───── Data ─────

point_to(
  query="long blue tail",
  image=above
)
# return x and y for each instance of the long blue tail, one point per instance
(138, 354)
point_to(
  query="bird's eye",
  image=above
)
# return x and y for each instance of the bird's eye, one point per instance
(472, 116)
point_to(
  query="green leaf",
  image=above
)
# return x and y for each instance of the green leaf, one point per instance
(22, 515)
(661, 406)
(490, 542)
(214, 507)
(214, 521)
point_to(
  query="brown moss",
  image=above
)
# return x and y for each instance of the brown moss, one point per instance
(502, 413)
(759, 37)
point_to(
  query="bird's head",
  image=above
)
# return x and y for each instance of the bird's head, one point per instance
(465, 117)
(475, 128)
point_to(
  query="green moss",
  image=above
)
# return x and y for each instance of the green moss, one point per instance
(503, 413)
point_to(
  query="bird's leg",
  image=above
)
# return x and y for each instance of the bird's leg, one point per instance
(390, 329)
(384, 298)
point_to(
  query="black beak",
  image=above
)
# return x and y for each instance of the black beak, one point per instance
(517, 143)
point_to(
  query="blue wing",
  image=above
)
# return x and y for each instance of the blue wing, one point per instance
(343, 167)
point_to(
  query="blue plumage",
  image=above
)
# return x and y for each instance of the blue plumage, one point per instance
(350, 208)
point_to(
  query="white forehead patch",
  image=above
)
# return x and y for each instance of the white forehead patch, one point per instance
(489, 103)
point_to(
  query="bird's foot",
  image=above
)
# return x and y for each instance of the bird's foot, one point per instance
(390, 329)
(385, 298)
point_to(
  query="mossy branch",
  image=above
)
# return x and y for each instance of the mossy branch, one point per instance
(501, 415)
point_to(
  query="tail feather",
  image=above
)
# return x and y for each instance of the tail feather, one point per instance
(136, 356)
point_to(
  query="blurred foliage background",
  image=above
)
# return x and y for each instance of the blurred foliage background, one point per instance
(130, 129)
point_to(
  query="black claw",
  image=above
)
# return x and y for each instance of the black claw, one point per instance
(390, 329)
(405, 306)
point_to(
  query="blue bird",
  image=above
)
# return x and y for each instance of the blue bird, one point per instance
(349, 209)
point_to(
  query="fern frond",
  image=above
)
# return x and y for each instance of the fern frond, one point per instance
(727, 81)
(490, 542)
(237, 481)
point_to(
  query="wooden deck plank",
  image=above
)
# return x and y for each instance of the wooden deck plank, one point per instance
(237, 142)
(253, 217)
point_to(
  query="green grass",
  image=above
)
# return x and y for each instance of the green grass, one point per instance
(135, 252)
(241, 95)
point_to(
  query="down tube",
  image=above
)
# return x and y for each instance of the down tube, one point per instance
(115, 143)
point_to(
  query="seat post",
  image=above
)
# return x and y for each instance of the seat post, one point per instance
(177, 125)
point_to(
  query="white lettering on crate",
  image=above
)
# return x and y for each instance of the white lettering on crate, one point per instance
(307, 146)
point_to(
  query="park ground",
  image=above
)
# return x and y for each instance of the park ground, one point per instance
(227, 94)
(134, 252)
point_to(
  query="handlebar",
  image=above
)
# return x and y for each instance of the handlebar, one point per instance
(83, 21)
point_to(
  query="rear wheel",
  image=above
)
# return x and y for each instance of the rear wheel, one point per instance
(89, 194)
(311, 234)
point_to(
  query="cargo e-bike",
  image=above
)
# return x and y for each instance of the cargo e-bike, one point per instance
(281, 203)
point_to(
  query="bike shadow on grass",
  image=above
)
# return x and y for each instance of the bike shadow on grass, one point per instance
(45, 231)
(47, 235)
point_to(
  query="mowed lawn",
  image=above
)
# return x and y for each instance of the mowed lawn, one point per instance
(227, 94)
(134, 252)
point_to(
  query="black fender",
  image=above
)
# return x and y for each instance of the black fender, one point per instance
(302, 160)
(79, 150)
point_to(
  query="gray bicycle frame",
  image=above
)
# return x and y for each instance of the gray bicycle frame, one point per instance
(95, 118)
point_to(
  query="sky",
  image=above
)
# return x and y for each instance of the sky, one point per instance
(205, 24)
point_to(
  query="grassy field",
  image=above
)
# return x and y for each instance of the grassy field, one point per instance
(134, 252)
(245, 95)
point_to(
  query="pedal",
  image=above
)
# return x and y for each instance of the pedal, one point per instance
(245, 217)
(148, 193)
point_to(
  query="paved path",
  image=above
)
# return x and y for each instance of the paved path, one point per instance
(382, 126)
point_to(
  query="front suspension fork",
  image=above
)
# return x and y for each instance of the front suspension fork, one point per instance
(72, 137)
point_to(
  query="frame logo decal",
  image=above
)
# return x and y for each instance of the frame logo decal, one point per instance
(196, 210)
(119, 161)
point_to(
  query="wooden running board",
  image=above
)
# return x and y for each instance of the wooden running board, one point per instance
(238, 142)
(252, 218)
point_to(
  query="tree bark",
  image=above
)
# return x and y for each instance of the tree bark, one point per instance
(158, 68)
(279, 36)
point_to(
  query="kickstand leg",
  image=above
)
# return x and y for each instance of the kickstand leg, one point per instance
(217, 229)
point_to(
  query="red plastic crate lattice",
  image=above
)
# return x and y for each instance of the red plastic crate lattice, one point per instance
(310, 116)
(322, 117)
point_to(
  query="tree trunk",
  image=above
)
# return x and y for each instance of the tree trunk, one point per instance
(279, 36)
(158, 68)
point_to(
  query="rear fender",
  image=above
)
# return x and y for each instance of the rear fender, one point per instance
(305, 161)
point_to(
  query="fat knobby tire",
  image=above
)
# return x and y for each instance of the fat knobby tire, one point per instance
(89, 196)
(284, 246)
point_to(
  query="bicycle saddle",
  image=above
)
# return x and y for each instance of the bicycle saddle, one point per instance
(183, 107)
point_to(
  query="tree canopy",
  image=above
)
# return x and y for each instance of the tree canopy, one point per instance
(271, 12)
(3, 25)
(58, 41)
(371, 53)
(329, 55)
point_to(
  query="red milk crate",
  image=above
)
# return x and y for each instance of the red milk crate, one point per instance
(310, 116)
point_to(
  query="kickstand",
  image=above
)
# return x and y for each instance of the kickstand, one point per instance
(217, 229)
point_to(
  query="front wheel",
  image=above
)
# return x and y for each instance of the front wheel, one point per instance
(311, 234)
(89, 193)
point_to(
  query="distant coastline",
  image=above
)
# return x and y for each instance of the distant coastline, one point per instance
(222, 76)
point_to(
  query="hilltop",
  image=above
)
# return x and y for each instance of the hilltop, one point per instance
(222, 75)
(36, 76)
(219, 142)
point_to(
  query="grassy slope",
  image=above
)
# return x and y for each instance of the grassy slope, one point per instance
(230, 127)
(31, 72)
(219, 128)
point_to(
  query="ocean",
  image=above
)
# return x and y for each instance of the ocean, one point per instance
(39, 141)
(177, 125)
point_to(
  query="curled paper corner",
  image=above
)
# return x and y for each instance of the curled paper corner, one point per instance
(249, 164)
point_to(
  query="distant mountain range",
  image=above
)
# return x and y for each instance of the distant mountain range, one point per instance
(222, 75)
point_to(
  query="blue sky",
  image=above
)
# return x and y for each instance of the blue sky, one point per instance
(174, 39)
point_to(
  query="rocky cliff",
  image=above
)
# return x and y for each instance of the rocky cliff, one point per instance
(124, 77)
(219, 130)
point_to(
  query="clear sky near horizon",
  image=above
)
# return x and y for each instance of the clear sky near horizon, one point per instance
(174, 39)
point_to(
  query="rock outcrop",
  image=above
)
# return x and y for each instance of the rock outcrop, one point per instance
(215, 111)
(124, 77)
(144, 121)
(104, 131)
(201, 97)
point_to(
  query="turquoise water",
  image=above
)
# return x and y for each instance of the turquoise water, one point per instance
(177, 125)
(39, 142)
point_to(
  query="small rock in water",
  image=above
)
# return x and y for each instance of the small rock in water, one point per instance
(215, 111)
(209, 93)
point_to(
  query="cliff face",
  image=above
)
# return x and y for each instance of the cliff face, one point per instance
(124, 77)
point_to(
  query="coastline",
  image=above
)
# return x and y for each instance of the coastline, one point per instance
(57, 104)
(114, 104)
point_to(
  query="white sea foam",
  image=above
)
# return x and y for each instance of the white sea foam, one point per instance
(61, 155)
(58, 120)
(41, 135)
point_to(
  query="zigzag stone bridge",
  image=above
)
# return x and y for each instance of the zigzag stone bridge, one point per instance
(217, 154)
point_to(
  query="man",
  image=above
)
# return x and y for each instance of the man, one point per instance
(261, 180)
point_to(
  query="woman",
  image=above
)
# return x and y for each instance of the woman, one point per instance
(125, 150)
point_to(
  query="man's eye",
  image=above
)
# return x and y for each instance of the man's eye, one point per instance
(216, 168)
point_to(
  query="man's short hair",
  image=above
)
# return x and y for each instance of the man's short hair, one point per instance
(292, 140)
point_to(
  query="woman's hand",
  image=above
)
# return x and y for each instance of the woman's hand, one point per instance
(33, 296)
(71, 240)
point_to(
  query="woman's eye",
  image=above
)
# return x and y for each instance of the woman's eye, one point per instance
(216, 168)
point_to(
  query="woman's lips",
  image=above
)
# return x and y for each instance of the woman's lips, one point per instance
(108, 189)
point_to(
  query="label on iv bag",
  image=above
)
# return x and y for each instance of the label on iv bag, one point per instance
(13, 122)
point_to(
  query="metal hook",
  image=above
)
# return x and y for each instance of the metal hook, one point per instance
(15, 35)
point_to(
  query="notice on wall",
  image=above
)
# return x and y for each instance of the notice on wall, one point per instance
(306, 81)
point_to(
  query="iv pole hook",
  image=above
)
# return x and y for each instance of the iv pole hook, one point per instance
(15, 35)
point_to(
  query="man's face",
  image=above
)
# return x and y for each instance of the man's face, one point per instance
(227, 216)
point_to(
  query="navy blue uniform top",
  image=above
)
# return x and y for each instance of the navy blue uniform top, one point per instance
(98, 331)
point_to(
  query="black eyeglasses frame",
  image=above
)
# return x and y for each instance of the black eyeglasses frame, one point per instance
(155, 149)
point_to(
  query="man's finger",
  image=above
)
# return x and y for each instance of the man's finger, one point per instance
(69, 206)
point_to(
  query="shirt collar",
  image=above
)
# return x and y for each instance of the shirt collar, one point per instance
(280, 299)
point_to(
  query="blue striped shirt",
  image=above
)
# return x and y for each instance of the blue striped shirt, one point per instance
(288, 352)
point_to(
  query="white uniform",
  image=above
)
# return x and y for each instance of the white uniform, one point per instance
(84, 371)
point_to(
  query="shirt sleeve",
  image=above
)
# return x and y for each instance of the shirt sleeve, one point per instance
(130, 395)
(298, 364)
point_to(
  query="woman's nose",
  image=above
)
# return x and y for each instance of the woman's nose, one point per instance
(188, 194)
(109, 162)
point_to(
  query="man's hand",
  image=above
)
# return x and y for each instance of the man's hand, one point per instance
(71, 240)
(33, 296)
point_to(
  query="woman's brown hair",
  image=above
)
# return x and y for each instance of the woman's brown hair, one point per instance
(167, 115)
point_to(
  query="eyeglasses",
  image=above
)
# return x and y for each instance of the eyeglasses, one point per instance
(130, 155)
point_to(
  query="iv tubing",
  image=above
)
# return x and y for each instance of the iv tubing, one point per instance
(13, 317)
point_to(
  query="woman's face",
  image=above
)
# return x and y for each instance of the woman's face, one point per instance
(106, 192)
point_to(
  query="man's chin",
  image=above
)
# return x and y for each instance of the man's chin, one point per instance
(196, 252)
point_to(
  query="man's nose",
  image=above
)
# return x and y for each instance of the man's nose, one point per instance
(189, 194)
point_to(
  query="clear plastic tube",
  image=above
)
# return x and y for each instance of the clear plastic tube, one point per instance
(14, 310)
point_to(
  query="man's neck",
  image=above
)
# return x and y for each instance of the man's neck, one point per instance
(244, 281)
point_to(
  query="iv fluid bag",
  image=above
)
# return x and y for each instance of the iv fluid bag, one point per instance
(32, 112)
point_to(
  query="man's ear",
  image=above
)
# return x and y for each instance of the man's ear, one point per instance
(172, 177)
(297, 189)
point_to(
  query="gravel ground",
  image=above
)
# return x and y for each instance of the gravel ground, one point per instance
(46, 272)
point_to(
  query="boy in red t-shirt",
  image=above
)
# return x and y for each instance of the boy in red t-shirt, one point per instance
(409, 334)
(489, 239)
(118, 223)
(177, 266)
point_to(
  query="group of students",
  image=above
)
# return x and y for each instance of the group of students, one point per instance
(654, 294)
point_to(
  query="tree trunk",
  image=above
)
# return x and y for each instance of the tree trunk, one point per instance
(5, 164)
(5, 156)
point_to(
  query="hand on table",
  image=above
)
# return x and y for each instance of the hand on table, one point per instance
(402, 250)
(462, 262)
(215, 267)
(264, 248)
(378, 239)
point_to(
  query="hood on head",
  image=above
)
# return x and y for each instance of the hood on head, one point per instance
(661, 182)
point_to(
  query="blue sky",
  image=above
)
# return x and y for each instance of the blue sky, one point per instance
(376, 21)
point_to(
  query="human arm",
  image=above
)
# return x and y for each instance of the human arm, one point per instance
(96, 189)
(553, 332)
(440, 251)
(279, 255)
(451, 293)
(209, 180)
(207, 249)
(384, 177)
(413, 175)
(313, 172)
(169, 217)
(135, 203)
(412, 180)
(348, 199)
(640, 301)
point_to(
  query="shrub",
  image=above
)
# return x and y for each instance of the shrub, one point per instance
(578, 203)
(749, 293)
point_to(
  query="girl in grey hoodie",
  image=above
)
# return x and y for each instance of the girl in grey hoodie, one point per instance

─────

● Aim of the task
Copy every line from the material in which the word "hoodie" can be found.

● Completed exercise
  query="girl in grey hoodie",
# return x and y for each instance of the girl in grey hoodie, one point per instance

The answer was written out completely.